| Task directions |
Exactly the lines from the start of the data through the line containing "box: [1004, 337, 1109, 536]" should be output, with both ends kept and nothing added.

───── Material provided

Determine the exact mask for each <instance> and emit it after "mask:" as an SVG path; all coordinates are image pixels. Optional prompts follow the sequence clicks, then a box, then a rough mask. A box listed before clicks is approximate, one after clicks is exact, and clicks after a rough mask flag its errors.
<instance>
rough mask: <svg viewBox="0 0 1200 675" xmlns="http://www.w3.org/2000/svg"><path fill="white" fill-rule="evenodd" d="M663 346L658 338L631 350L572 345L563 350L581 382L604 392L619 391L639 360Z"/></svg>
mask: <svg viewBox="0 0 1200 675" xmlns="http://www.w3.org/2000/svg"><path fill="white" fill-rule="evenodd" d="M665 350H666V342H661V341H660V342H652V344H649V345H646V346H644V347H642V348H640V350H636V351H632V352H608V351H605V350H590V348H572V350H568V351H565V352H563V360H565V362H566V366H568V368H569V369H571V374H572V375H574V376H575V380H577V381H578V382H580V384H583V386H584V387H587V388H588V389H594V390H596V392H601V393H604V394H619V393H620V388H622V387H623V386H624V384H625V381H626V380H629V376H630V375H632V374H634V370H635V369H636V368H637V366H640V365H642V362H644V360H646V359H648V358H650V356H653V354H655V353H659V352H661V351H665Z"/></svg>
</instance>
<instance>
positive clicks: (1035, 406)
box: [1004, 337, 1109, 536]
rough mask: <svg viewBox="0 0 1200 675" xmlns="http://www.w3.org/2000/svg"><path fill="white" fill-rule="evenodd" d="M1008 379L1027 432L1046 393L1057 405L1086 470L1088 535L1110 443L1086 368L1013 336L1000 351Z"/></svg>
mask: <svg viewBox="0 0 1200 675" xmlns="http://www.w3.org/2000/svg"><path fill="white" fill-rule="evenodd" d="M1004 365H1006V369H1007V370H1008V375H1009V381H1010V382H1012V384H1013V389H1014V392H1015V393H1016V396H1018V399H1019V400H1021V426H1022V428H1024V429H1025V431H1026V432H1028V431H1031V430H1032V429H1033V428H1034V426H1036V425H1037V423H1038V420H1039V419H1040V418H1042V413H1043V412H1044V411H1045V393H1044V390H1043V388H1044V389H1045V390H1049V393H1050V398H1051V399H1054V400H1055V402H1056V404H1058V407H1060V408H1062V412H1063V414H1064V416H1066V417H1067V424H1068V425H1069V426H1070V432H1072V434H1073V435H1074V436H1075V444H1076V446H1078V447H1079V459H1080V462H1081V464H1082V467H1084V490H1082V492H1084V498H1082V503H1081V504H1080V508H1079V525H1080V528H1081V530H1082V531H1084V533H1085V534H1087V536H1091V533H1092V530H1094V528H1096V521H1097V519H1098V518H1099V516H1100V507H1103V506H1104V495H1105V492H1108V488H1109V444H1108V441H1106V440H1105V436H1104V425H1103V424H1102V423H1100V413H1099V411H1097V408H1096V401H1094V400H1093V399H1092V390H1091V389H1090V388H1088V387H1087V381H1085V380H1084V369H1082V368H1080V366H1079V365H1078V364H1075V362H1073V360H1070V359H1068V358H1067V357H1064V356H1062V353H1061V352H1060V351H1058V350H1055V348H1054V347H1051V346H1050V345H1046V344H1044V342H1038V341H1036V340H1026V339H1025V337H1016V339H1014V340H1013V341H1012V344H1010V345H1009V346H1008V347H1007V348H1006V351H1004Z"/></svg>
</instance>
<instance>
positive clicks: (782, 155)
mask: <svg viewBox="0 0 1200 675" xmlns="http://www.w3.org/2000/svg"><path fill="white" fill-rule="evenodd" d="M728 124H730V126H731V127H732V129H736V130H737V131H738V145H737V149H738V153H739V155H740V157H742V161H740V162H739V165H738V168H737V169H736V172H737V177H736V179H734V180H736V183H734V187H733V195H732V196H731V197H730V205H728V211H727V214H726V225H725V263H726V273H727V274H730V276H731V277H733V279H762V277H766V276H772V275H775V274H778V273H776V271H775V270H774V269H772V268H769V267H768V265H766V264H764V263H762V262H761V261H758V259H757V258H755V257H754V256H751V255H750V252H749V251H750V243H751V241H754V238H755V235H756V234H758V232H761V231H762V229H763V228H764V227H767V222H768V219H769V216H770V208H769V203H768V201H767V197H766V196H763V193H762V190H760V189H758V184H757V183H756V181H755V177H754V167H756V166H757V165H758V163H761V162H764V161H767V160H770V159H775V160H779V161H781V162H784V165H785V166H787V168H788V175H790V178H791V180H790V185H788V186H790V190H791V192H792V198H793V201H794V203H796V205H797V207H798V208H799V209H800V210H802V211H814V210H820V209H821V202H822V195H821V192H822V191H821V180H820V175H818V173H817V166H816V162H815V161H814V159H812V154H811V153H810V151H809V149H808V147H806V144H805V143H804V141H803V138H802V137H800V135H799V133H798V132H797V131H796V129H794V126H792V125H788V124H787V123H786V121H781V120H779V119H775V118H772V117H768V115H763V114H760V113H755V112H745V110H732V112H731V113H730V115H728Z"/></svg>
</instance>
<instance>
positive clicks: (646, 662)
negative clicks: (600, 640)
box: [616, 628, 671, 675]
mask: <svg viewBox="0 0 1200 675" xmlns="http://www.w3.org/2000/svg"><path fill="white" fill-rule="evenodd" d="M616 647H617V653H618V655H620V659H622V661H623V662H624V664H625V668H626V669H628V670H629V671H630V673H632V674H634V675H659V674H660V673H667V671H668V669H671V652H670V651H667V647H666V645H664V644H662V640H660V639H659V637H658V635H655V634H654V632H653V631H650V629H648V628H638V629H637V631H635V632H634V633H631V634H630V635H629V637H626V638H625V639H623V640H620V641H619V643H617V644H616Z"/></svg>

──────────

| Solved problem |
Determine the exact mask for each <instance> and emit it after "mask:" as an SVG path; all coordinates are image pixels. Optional prompts follow the sequence clicks, then a box, then a rough mask. A box listed before clicks is approximate, one after clicks is exact, and clicks after a rough mask flag its errors.
<instance>
rough mask: <svg viewBox="0 0 1200 675" xmlns="http://www.w3.org/2000/svg"><path fill="white" fill-rule="evenodd" d="M663 346L658 338L631 350L572 345L563 350L581 382L604 392L619 391L639 360Z"/></svg>
mask: <svg viewBox="0 0 1200 675" xmlns="http://www.w3.org/2000/svg"><path fill="white" fill-rule="evenodd" d="M665 350H666V342H661V341H660V342H652V344H649V345H646V346H644V347H642V348H640V350H636V351H632V352H608V351H605V350H590V348H572V350H568V351H565V352H563V360H565V362H566V366H568V368H569V369H571V374H572V375H574V376H575V380H577V381H578V382H580V384H583V386H584V387H587V388H588V389H594V390H596V392H601V393H604V394H619V393H620V388H622V387H623V386H624V384H625V381H626V380H629V376H630V375H632V374H634V370H635V369H636V368H637V366H640V365H642V362H644V360H646V359H648V358H650V356H653V354H655V353H659V352H661V351H665Z"/></svg>
</instance>
<instance>
positive clicks: (1035, 406)
box: [1004, 337, 1109, 536]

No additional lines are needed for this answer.